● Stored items
---+---

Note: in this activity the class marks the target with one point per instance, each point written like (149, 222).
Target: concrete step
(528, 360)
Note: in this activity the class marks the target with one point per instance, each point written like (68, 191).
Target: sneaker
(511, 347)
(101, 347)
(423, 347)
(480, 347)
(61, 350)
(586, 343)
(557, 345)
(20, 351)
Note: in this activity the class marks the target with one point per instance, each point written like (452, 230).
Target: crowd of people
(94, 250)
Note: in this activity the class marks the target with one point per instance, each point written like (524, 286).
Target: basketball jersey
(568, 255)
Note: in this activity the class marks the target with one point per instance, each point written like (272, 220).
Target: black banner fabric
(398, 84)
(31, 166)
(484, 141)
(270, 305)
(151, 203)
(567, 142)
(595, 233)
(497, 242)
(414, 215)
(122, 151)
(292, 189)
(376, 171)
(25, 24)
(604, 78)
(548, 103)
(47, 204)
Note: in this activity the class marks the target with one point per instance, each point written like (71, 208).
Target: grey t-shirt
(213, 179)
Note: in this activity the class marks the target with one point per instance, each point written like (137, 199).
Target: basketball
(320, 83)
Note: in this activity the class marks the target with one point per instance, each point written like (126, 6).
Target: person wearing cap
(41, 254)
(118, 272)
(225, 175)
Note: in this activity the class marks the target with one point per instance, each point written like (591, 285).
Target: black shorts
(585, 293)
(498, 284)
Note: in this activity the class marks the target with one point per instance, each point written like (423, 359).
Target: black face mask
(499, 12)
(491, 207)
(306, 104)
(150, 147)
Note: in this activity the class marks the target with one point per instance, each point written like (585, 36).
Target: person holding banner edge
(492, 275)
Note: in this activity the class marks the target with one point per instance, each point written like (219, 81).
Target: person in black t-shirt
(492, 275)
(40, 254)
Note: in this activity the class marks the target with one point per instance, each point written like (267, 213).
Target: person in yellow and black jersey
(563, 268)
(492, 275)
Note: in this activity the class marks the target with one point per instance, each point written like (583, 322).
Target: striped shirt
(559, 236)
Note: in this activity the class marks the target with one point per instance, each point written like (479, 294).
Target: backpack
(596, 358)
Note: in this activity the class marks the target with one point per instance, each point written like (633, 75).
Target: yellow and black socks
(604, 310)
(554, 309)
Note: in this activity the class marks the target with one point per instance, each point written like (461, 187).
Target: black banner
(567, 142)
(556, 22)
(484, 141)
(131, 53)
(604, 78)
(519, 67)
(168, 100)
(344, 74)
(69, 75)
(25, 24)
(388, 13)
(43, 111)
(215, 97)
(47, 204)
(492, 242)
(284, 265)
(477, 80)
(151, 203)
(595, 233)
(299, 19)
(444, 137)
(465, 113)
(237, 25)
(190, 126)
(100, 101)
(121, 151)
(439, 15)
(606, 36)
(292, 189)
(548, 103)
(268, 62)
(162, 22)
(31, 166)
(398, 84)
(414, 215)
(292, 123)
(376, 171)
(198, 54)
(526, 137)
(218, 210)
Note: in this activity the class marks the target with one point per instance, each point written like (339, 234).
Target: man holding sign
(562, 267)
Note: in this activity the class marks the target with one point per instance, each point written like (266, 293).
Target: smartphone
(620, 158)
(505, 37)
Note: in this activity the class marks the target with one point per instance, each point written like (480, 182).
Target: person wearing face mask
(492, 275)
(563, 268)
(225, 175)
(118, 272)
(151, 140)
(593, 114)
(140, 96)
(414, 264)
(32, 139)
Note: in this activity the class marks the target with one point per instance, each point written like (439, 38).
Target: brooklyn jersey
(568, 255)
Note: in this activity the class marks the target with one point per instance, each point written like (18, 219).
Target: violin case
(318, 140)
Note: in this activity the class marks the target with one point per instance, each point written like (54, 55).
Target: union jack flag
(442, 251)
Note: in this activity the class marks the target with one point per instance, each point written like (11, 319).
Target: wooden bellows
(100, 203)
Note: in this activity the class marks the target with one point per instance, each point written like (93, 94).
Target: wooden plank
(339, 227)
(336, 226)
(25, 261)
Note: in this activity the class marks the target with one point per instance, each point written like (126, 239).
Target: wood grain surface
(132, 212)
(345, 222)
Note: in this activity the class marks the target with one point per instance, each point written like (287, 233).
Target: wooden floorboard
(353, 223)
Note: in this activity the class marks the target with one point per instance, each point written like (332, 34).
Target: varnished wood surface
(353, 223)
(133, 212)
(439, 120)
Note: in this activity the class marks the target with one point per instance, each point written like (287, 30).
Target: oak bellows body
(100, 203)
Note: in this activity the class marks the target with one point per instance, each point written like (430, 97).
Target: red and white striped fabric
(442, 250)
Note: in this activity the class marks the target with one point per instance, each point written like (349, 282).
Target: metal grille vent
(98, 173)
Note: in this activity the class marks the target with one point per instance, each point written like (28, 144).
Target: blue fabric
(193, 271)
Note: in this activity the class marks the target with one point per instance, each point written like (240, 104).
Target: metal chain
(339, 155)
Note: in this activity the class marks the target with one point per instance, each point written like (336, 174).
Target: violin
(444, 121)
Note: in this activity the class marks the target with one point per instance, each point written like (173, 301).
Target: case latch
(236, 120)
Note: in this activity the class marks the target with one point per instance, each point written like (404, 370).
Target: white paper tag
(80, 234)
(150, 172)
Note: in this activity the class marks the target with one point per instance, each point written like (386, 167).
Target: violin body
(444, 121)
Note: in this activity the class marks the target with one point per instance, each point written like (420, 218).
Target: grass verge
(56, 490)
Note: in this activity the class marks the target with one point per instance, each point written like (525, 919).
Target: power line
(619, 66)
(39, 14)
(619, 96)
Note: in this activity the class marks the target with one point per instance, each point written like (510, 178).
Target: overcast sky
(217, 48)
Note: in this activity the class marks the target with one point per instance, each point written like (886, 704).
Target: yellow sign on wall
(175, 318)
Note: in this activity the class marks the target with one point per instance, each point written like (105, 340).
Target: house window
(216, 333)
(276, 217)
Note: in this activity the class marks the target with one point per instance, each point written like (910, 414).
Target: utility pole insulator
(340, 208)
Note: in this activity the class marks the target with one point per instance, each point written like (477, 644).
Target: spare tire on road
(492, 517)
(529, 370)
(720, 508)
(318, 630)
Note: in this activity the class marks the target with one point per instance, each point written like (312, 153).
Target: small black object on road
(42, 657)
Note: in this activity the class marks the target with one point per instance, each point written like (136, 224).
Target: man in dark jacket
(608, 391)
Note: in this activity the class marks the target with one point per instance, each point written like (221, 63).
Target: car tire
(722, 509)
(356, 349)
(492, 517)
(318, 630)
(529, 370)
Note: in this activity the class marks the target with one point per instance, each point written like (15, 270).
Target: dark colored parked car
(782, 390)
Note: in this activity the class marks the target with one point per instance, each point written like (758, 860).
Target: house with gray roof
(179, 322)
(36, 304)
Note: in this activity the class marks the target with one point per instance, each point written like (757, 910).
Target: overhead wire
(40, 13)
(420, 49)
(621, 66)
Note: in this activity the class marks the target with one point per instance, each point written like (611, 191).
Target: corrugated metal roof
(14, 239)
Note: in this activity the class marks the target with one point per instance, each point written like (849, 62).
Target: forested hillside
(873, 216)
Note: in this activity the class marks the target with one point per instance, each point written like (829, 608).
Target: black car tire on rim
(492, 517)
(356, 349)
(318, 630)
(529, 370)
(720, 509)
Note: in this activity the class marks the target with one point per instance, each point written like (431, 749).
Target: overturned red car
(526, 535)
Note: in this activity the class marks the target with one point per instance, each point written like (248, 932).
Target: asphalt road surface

---+---

● Task to carry out
Reproduce only the records from the line containing "like (757, 910)." through the end of the records, keeping every line, and shift each answer coordinate by adding 38 to every number in it.

● Correct result
Note: in this activity the class marks the target with one point per instance, each point written like (757, 910).
Target: overhead wire
(78, 51)
(458, 87)
(659, 104)
Note: in this activity the class marks the target with one point per instance, each point written like (611, 191).
Target: corrugated metal roof
(52, 277)
Note: in this activity the class marks the target with one point per instance, each point written like (849, 62).
Target: forested hillside
(911, 254)
Note: in this activity the class marks the target with one point per instance, each point written like (829, 608).
Target: black car tire on rim
(530, 555)
(394, 387)
(356, 668)
(567, 408)
(758, 547)
Note: in this activity the class marks the target with one point per instance, each point written like (431, 749).
Target: overturned red car
(564, 573)
Note: in this activity the class marks the target with one point per instance, each point written like (248, 932).
Target: asphalt road surface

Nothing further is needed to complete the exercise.